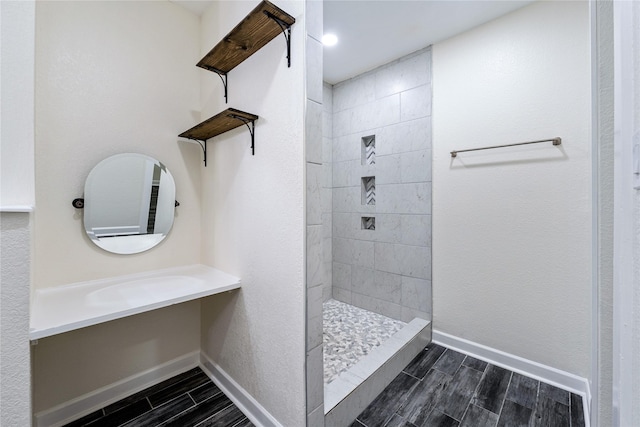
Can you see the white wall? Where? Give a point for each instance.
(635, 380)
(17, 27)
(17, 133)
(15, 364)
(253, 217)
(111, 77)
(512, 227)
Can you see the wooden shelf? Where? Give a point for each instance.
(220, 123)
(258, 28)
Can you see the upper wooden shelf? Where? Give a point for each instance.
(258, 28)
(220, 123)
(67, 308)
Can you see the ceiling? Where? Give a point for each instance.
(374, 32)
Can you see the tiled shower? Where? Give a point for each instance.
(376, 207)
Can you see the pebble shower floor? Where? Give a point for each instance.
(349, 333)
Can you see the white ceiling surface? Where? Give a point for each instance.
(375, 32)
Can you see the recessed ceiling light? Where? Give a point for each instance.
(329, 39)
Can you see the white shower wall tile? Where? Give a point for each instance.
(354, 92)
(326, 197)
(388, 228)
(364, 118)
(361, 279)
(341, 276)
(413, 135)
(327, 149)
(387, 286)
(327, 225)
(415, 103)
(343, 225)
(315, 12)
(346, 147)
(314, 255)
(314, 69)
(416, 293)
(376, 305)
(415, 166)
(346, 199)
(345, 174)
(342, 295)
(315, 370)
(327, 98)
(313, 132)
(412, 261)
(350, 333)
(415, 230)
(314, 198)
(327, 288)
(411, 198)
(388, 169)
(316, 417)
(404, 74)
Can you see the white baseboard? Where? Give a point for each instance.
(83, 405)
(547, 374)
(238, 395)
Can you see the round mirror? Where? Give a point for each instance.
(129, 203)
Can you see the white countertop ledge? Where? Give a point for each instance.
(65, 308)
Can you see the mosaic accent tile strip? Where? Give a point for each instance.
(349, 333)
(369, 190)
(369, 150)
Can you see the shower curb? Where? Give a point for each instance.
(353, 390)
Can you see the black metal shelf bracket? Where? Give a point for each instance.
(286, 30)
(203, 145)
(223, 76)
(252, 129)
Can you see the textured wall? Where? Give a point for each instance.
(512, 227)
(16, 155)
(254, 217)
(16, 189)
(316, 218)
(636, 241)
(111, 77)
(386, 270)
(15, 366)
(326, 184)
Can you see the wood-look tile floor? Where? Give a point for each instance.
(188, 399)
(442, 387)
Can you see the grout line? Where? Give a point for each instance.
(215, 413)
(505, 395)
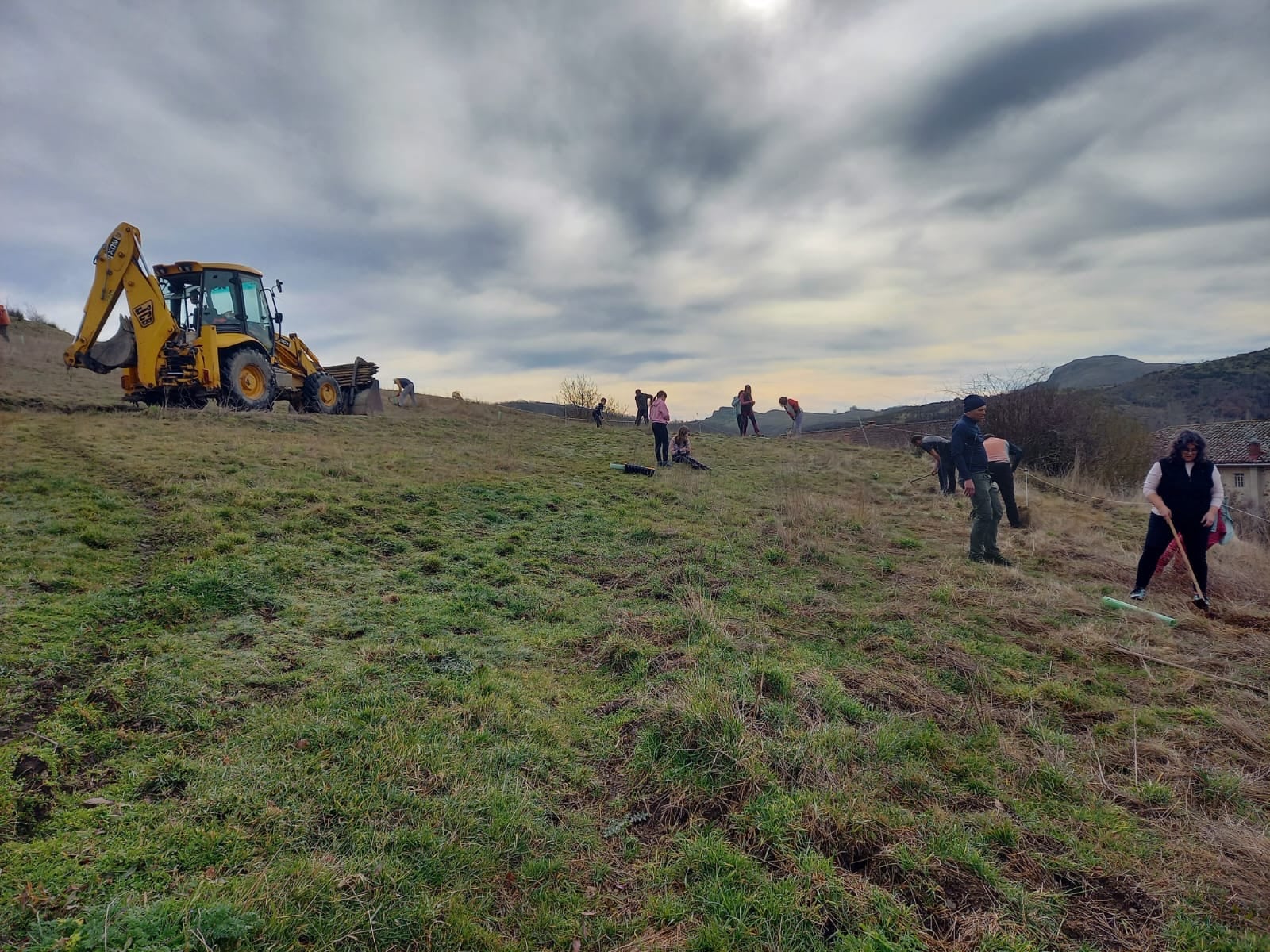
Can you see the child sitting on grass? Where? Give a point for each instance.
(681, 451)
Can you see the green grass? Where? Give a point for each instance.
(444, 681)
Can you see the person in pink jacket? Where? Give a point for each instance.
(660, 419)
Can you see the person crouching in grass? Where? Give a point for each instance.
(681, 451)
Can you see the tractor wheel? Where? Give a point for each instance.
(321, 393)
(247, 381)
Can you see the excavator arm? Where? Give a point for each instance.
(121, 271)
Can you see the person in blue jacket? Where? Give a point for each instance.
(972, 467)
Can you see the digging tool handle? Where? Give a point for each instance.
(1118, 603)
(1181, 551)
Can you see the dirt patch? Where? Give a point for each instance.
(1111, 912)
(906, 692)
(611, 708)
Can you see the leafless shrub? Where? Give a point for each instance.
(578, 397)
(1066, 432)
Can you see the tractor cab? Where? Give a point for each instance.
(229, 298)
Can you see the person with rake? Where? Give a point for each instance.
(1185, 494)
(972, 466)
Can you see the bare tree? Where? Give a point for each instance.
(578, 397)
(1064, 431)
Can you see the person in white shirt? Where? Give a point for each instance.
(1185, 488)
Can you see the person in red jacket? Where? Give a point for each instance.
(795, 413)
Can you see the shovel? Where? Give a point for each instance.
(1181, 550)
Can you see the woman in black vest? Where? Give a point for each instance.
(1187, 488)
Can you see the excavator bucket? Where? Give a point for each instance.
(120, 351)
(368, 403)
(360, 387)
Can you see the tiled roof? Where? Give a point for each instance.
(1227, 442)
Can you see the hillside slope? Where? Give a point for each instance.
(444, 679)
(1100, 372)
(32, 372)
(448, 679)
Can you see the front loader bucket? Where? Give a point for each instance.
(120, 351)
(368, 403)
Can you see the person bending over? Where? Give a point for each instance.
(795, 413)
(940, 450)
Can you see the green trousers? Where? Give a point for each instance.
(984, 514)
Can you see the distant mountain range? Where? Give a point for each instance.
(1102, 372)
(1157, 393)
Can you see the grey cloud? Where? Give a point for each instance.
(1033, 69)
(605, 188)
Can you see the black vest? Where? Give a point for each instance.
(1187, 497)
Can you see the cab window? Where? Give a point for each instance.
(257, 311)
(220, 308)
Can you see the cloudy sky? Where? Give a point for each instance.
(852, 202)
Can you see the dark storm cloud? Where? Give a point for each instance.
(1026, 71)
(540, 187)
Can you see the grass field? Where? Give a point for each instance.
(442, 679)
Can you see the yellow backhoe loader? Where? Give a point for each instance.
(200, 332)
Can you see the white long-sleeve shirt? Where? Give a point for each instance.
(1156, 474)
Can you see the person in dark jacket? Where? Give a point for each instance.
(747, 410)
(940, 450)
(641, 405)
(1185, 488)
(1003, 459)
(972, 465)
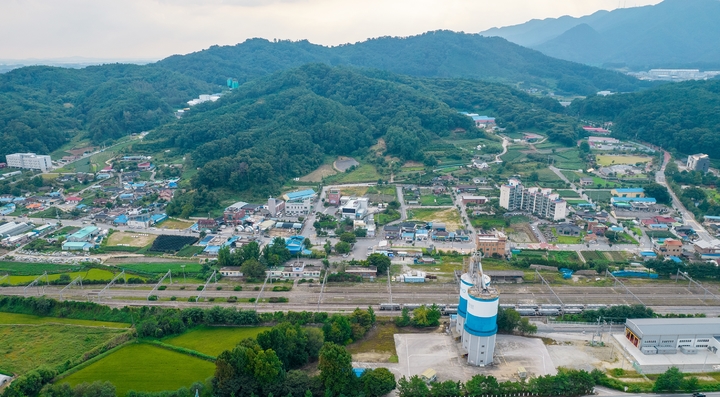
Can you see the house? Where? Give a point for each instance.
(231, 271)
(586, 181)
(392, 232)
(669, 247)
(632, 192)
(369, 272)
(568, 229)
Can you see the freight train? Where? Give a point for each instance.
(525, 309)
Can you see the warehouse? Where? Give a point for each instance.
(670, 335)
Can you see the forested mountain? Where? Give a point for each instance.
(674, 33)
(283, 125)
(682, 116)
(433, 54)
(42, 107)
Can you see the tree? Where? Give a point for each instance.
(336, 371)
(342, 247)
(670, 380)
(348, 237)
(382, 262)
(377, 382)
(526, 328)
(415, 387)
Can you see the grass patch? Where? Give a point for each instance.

────

### Task to carry out
The material above holds pictures; copy everything else in it exactly.

### Solved exercise
Can you see the white wall? Where? Give a point for each instance.
(635, 380)
(17, 27)
(17, 133)
(15, 364)
(253, 217)
(111, 77)
(512, 227)
Can you see the wooden shelf? Where? Give a point for each instance.
(220, 123)
(258, 28)
Can you see the upper wooden shelf? Where? Give a point for each instance.
(258, 28)
(220, 123)
(67, 308)
Can you see the ceiling? Where? Give a point for each instance.
(374, 32)
Can you see the tiled shower? Where? Give a point for each instance.
(376, 207)
Can you see the pebble shower floor? Where? Give a point for each instance.
(349, 333)
Can you see the white ceiling surface? Where? Give a point for each instance.
(375, 32)
Can you see the recessed ceiling light? Where? Give a point for each instance.
(329, 39)
Can you see the white shower wall tile? Where? Give a point for each instance.
(354, 92)
(326, 197)
(388, 228)
(364, 118)
(361, 279)
(341, 276)
(413, 135)
(327, 149)
(387, 286)
(327, 225)
(415, 103)
(343, 225)
(315, 12)
(346, 147)
(314, 255)
(314, 69)
(416, 293)
(376, 305)
(415, 166)
(346, 199)
(345, 174)
(342, 295)
(315, 370)
(327, 98)
(313, 132)
(412, 261)
(350, 333)
(415, 230)
(314, 198)
(327, 288)
(411, 198)
(388, 169)
(316, 417)
(404, 74)
Can you see the white baseboard? Where? Give a point for each instance.
(83, 405)
(547, 374)
(238, 395)
Can you see the round mirror? Where? Give a point for each instance.
(129, 203)
Can you see the white countertop ledge? Where? Give a point for each instance.
(65, 308)
Can you see the mosaic accent tile strip? Where? Give a point for each instance.
(349, 333)
(369, 190)
(369, 150)
Can you see the shower curb? Where? Give a point for each instance.
(353, 390)
Can you see the black metal shelf bracket? Where? Give a point for each instance.
(286, 30)
(203, 145)
(223, 76)
(252, 129)
Can you see the textured wall? Where? Give a point for each instance.
(512, 227)
(16, 155)
(254, 217)
(16, 189)
(316, 218)
(636, 241)
(111, 77)
(386, 270)
(15, 366)
(326, 184)
Can you see the wood-look tile floor? Where? Give a point for each instance.
(188, 399)
(442, 387)
Can you see the grout line? Where? Give a point for each instance.
(215, 413)
(505, 395)
Can you see the child sitting on grass? Where? Give a point for each instance.
(681, 451)
Can you see the green grass? Where? Give a point for each instance.
(444, 681)
Can you see the person in pink jacket? Where? Give a point for each instance.
(660, 419)
Can you see the person crouching in grass? Where? Give a point for each instance.
(681, 451)
Can you see the tractor wheel? Where? Give a point for each instance.
(321, 393)
(247, 381)
Can you see the excavator arm? Where? Give a point for each instance.
(121, 271)
Can you see the person in blue jacket? Where? Give a point for each instance.
(972, 467)
Can you see the digging tool handle? Where? Give a point for each instance.
(1118, 603)
(1181, 551)
Can you see the dirt patch? Where? Give a point for each instance.
(1111, 912)
(906, 692)
(611, 708)
Can you see the leafless shrub? Where? Give a point for each instance.
(578, 397)
(1066, 432)
Can you see the tractor cab? Where? Give a point for each instance.
(229, 298)
Can you see the person with rake? Where? Give a point for each instance.
(1185, 494)
(972, 466)
Can you see the bare tree? Where? Give a point for each instance.
(578, 397)
(1064, 431)
Can you see the person in white shirt? Where? Give a point for each instance.
(1185, 488)
Can you see the person in red jacket? Where? Give a point for each instance.
(795, 413)
Can you see the shovel? Where? Give a point for each instance.
(1181, 550)
Can you see the woman in black vest? Where? Give a point for each instance.
(1187, 488)
Can you see the excavator bucket? Where? Give a point for each instance.
(120, 351)
(368, 403)
(360, 387)
Can you see the tiled roof? Where? Give a point for each instance.
(1227, 442)
Can you see the hillside slope? Where? Give a point for each instance.
(444, 679)
(1100, 372)
(32, 372)
(448, 679)
Can you see the front loader bucket? Where? Give a point for each instance.
(120, 351)
(368, 403)
Can you see the person bending over? Where? Give a point for each instance.
(795, 413)
(940, 450)
Can you see the green trousers? Where? Give a point for each instance.
(984, 514)
Can you see the distant mountain range? Where? Give a point for each instance.
(1102, 372)
(1157, 393)
Can you see the grey cloud? Where? Give a point for each instance.
(1033, 69)
(605, 188)
Can you see the black vest? Where? Give a point for each instance.
(1187, 497)
Can you see the cab window? Where? Give a point for each instance.
(257, 311)
(220, 308)
Can you see the cloudy sky? Where? Give a point for each instance.
(852, 202)
Can you see the dark storm cloud? Where? Give a point for each instance.
(1026, 71)
(540, 187)
Can you see the grass field? Where? Give a point for each instance.
(442, 679)
Can you see the yellow backhoe loader? Where? Give a point for each instance.
(200, 332)
Can you see the white long-sleeve shirt? Where? Give a point for each instance.
(1156, 474)
Can you see the person in dark jacket? Where? Give a point for each instance.
(747, 410)
(940, 450)
(641, 405)
(1185, 488)
(1003, 459)
(972, 465)
Can you see the house? Where? Give a point for each instance.
(231, 271)
(586, 181)
(392, 232)
(669, 247)
(632, 192)
(369, 272)
(568, 229)
Can you see the freight train? Where? Give a point for each instance.
(525, 309)
Can you see the warehouse? Where? Give a point for each instance.
(670, 335)
Can you see the forested mountain? Where? Give a point for each instance.
(674, 33)
(283, 125)
(682, 116)
(433, 54)
(42, 107)
Can you see the tree? Where? Give a point for each instance.
(336, 371)
(342, 247)
(670, 380)
(348, 237)
(382, 262)
(377, 382)
(526, 328)
(415, 387)
Can you see the grass patch? Where? Give a point for each instance.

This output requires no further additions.